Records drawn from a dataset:
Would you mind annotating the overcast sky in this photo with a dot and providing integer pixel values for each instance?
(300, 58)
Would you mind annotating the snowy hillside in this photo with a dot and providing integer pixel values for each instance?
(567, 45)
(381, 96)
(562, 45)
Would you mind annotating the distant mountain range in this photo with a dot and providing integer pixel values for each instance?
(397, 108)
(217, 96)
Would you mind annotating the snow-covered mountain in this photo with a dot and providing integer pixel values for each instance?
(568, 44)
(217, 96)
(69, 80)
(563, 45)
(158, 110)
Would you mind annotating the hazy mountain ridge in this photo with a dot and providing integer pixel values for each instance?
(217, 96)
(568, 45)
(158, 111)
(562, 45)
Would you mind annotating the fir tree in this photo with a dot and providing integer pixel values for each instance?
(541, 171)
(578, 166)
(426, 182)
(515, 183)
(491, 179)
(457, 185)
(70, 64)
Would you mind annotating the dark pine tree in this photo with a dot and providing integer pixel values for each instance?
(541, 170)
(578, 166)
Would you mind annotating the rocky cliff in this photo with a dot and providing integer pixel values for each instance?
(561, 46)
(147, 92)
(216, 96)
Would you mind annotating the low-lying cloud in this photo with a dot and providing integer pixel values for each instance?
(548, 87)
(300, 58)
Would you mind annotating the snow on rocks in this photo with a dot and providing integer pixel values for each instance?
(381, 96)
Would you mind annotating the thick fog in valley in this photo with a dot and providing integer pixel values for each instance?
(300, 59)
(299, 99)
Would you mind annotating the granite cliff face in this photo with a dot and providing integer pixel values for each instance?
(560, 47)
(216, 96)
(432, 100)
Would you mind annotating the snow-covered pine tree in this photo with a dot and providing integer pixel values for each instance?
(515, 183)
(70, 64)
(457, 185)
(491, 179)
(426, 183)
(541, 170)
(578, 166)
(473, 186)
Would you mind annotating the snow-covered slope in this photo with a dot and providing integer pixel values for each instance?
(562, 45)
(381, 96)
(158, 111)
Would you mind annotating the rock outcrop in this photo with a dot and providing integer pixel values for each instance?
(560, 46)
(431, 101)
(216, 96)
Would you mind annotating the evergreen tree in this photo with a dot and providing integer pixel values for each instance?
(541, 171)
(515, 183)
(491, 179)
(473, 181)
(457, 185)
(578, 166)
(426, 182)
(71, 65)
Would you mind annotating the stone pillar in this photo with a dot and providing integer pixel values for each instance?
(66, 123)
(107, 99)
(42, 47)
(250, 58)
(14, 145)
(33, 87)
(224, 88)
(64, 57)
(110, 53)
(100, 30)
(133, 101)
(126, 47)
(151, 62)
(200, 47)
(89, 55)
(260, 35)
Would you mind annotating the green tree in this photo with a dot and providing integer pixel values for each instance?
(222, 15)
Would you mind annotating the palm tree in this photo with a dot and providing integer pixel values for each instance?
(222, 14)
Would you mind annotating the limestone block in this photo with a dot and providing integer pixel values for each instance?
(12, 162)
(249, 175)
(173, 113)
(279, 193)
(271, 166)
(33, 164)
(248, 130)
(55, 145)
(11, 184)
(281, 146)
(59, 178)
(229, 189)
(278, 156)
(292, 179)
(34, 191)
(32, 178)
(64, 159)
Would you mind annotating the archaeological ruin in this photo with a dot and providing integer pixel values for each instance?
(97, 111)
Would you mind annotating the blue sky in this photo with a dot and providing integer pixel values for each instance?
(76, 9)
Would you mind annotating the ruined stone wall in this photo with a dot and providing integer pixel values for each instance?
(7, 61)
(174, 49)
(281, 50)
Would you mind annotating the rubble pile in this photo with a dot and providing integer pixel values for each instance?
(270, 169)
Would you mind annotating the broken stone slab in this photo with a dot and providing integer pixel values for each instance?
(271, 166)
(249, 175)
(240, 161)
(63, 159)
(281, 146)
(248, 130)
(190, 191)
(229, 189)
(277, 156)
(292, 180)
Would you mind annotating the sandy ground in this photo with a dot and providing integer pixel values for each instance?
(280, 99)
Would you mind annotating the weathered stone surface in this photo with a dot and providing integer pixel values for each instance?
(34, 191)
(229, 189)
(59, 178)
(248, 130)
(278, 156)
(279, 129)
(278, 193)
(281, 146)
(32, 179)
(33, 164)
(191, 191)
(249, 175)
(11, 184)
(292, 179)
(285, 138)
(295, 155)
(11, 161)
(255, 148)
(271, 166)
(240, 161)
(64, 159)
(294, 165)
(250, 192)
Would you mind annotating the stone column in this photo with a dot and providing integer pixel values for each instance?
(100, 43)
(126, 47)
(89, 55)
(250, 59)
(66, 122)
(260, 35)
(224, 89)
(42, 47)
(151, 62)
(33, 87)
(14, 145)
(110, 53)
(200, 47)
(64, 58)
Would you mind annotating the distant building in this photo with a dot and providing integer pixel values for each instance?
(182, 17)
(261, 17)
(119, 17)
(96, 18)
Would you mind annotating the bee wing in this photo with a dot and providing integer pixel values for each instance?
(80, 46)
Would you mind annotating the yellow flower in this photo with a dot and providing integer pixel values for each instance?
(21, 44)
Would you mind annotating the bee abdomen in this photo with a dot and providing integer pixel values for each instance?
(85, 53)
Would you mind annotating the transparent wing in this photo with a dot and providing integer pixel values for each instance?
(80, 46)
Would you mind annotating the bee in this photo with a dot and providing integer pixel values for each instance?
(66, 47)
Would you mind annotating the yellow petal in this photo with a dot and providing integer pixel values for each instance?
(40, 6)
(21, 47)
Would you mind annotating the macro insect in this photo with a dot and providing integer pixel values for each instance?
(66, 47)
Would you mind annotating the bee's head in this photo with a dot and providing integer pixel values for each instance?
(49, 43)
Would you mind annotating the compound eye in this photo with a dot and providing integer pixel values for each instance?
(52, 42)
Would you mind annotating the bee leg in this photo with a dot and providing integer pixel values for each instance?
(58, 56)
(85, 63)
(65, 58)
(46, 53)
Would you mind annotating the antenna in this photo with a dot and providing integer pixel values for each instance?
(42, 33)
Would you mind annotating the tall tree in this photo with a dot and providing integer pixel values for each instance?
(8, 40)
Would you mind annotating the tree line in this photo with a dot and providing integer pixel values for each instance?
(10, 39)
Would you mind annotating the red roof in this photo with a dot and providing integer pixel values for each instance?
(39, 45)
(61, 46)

==

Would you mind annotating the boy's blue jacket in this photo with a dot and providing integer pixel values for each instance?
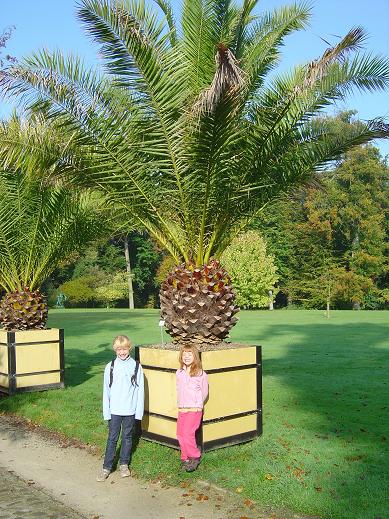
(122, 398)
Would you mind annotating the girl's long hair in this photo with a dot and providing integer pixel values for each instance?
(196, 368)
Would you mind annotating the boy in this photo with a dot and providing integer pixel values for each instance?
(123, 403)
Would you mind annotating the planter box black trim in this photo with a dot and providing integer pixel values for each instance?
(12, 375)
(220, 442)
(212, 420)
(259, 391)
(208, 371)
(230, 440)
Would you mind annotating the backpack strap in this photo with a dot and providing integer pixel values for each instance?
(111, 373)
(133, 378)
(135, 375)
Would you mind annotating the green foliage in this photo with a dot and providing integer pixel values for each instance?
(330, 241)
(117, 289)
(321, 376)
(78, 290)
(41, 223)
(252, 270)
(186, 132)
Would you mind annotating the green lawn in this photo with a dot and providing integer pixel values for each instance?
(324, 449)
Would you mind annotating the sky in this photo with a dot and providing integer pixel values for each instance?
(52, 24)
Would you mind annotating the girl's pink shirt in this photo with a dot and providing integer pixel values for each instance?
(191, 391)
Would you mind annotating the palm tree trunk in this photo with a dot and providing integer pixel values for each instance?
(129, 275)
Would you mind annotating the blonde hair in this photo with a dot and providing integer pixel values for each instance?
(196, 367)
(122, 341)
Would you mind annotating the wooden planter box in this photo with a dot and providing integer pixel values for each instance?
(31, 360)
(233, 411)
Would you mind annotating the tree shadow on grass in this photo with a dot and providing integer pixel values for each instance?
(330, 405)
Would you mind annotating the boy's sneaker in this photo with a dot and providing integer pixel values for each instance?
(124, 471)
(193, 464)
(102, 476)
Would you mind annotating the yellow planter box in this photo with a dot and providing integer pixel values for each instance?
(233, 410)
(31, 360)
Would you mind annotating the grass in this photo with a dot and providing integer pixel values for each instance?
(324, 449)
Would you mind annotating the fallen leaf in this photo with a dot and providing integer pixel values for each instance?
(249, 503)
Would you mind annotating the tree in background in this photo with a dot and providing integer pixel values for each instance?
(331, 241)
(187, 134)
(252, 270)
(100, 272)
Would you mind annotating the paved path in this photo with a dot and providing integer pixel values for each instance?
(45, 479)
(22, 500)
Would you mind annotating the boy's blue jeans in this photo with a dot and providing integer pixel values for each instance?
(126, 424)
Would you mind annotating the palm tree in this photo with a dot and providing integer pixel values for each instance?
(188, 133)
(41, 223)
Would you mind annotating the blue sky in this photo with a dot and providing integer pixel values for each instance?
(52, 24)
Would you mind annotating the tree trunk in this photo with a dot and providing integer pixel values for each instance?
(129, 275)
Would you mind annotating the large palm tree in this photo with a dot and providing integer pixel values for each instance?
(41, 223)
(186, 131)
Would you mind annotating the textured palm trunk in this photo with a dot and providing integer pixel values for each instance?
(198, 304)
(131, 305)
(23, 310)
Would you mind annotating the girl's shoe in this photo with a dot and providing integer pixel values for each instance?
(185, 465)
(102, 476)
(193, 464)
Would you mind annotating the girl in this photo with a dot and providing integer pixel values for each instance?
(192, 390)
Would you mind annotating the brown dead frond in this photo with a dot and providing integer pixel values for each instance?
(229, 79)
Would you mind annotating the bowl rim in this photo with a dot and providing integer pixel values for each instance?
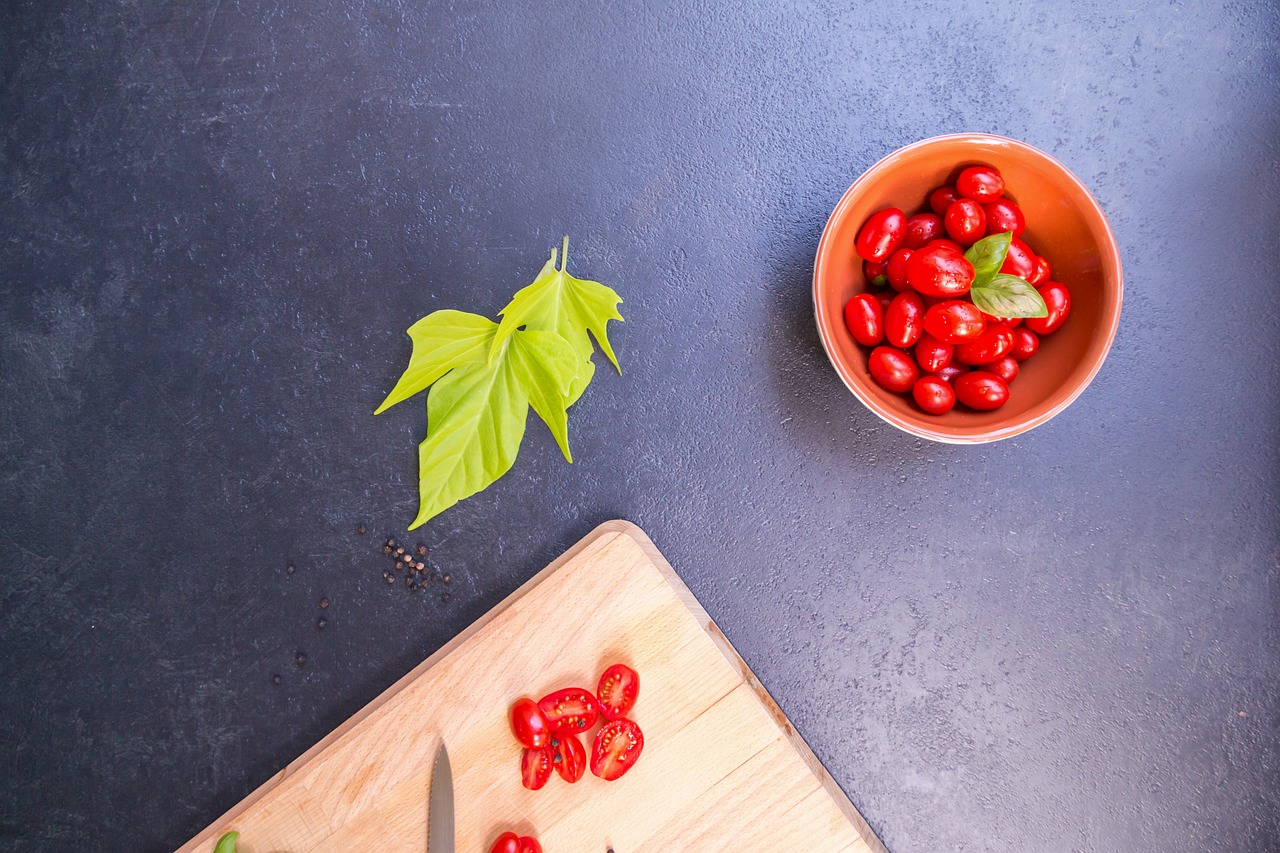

* * *

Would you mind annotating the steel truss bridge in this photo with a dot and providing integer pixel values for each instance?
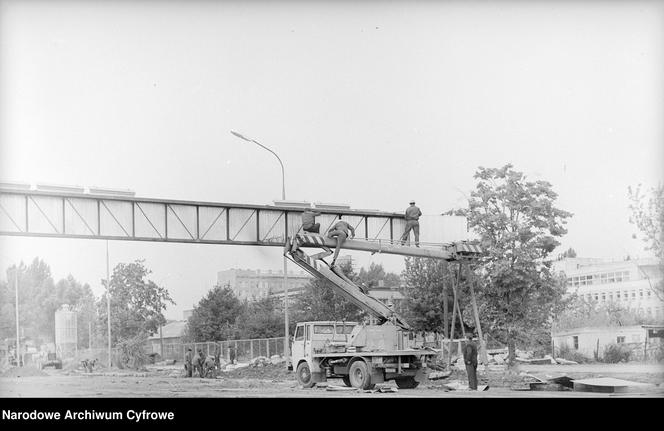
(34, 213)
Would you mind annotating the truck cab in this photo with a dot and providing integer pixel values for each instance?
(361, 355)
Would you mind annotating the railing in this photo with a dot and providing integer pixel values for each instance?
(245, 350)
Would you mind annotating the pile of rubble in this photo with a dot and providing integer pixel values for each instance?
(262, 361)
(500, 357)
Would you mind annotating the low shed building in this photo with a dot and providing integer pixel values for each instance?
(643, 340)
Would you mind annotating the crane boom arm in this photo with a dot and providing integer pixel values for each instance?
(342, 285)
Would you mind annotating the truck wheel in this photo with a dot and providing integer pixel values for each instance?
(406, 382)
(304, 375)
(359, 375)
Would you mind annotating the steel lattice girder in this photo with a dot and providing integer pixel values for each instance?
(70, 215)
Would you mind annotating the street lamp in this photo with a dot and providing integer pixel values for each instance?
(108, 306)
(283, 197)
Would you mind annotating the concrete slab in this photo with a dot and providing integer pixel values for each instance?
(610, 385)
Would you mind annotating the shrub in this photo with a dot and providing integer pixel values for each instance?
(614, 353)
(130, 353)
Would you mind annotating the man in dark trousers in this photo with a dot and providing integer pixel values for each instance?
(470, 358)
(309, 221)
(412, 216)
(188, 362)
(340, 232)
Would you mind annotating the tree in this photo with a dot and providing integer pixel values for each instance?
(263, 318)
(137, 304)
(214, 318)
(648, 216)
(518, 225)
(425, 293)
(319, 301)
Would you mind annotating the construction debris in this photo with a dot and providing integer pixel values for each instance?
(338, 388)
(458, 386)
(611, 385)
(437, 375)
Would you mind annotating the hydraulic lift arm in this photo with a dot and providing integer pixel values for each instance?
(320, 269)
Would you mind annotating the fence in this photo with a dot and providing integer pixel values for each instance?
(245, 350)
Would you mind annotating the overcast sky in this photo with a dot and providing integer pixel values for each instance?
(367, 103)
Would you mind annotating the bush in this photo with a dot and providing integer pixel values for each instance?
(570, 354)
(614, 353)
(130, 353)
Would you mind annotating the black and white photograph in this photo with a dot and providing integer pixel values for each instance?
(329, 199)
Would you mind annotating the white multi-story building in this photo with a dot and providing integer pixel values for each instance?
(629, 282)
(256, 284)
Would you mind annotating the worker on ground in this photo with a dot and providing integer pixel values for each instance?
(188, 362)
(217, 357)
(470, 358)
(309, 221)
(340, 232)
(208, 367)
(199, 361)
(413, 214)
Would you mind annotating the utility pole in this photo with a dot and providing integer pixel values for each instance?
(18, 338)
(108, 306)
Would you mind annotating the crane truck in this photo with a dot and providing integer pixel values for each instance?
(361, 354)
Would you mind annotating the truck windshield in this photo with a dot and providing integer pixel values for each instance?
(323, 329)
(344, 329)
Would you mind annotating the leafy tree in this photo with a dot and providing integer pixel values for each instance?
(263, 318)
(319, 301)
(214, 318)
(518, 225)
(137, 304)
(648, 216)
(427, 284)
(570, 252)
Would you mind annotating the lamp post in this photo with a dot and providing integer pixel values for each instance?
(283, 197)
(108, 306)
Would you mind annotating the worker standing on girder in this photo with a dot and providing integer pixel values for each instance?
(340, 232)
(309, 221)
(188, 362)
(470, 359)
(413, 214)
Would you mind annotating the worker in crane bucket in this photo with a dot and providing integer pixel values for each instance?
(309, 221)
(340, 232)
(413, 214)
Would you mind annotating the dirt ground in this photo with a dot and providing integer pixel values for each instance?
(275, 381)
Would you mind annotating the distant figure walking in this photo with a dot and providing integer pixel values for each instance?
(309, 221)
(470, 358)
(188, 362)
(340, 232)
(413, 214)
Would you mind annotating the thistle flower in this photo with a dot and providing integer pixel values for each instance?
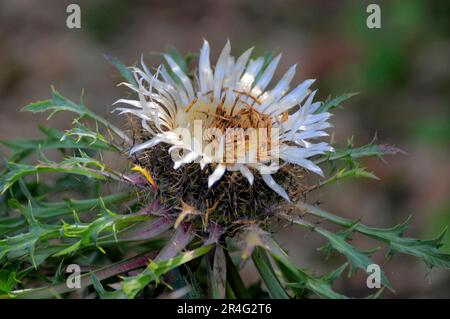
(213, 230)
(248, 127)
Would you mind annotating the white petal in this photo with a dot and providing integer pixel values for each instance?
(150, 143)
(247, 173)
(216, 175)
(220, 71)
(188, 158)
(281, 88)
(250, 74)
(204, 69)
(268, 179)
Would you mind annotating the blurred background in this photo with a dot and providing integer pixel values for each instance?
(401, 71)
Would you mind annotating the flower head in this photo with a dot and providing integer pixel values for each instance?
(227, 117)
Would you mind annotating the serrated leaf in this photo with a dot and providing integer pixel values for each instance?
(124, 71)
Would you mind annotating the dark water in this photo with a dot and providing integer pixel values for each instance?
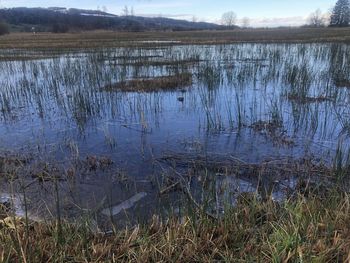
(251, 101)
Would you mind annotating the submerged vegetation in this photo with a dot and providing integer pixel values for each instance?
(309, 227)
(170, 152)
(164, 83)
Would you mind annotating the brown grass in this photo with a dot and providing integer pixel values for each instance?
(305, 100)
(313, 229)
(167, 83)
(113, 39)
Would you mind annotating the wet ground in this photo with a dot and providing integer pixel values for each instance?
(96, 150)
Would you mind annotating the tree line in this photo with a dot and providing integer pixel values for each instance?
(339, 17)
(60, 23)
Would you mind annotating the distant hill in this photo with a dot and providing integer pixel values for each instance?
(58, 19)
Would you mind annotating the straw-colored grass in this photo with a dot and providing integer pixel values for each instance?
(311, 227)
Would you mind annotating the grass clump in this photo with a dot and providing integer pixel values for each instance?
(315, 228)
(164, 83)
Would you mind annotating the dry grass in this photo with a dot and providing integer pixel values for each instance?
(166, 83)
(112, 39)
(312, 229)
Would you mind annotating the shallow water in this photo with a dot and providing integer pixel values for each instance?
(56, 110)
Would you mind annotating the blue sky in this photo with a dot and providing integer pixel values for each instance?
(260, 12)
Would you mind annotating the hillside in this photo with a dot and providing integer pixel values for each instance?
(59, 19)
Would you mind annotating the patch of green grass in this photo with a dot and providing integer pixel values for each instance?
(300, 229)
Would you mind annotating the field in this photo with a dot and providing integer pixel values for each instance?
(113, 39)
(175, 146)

= YOUR ASSIGNMENT =
What you return should be exactly the lines above, starting at the one with "Would you mind annotating the brown dead" and ending at the one with "Would you mind annotating the bowl", and nothing else.

= YOUR SOLUTION =
Would you mind annotating the brown dead frond in this photo with a dot and providing integer pixel values for each instance?
(229, 79)
Would you mind annotating the bowl rim in this photo with a dot and providing integer pixel values for each instance?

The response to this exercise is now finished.